__Tarefas propostas__.
1) De acordo com o trecho sobre o dualismo entre fato e evento, que documento a hipótese ad hoc equipara a uma norma jurídica?
2) Reproduza fielmente o trecho sobre o dualismo entre fato e evento, começando nas palavras "Admitindo-se que só" e encerrando logo após "a uma norma.".

Admitindo-se que só há fato jurídico quando juridicamente comprovado, somente com a prova, a certidão de nascimento, a criança passaria a existir enquanto sujeito de direitos. Porém, não há aí nenhuma norma jurídica. Cairia por terra o dualismo; haveria um caso de fato jurídico sem norma jurídica concreta. Todavia, para salvar o argumento, recorre-se à hipótese ad hoc e arbitrária segundo a qual a certidão de nascimento é norma jurídica. Não há norma jurídica alguma; há uma certidão de nascimento. Mas ela tem que ser, em um argumento ad hoc, equiparada a uma norma.

A consequência, inaceitável, desumana e antijurídica, que surge é a seguinte: antes da certidão, a criança não tinha direito à integridade física, nem à liberdade, nem à vida, nem à dignidade, e ninguém tinha o dever de respeitá-los. O nascimento com vida, por si só, não é fato jurídico, e não gera dever jurídico nem direito subjetivo. Precisa-se da certidão. Conclusão: pode-se matar a criança, torturá-la, abusá-la sexualmente, jogá-la pela janela, porque ela não tem nenhum direito, e ninguém tem dever algum em face dela. Toda a realidade não transcrita na linguagem juridicamente competente, em “norma individual e concreta”, não terá reconhecimento jurídico. A criança sem a certidão não é reconhecida pelo Direito. Em termos jurídicos, é um nada. Não faz jus a qualquer proteção estatal ou jurídica. A proteção à integridade física, social e psicológica da criança é devolvida à moral e à religião. Num mundo complexo, com diversidade cultural, moral e religiosa, o Direito cumpre a relevante função de direção de condutas e de realização de valores em sentidos comuns, que, conquanto possam ser convergentes, independem da moral ou do sentimento religioso individual, atuando, inclusive, contra eles. O dualismo entre fato e evento, porém, anula essa função jurídica, devolvendo a proteção individual e social às religiões e às morais, reduzindo drasticamente o Direito, a ponto de equipará-lo a quase nada. Além de negar, precisamente, o significado histórico e normativo da inserção da dignidade da pessoa humana nas constituições editadas após a Segunda Guerra Mundial, como reação aos regimes jurídicos que pretendiam escolher quem é digno (os “certificados”) e quem não é.

Também nesse exemplo se percebe como o dualismo pretende impor-se mesmo contra lei expressa. Diz o Código Civil brasileiro, nos seus arts. 1º e 2º: “Toda pessoa é capaz de direitos e deveres na ordem civil”; “A personalidade civil da pessoa começa do nascimento com vida; mas a lei põe a salvo, desde a concepção, os direitos do nascituro”. Mas, no dualismo entre fato e evento, o direito positivo e a pessoa humana não importam; importante é a certidão. Essa situação de fato, para o dualismo, é inexpressiva juridicamente, como o são as circunstâncias materiais. O art. 116, I, do CTN, também é negado: “(...) considera-se ocorrido o fato gerador e existentes os seus efeitos: I - tratando-se de situação de fato, desde o momento em que o se verifiquem as circunstâncias materiais necessárias a que produza os efeitos que normalmente lhe são próprios”. O dualismo, expressamente, sustenta que o direito positivo, ao prever que, do “fato”, surjam os efeitos, está errado, e certa está a teoria39. Assim, errada está a realidade empírica, o direito positivo, e não a teoria que a deveria explicar. Essa teoria permanece isolada no mundo supraempírico da verdade absoluta e incontrastável. Uma teoria metafísica - não científica, portanto40.

__Registros do conjunto__.
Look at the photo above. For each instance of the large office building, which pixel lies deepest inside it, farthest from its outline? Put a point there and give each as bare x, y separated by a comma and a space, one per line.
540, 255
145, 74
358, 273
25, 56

__Resultados do exercício__.
1) A certidão de nascimento.

2)
Admitindo-se que só há fato jurídico quando juridicamente comprovado, somente com a prova, a certidão de nascimento, a criança passaria a existir enquanto sujeito de direitos. Porém, não há aí nenhuma norma jurídica. Cairia por terra o dualismo; haveria um caso de fato jurídico sem norma jurídica concreta. Todavia, para salvar o argumento, recorre-se à hipótese ad hoc e arbitrária segundo a qual a certidão de nascimento é norma jurídica. Não há norma jurídica alguma; há uma certidão de nascimento. Mas ela tem que ser, em um argumento ad hoc, equiparada a uma norma.